Work to be completed:
Copy the data below word for word, and leave out any pictures.
BEGIN The input
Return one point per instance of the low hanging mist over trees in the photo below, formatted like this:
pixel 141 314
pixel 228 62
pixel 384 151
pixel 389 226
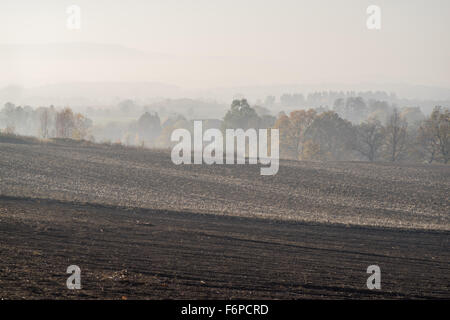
END The input
Solution to the problem:
Return one point per instance of the low hanging mist over trees in the photo below, formatted like this:
pixel 141 314
pixel 228 62
pixel 384 151
pixel 389 226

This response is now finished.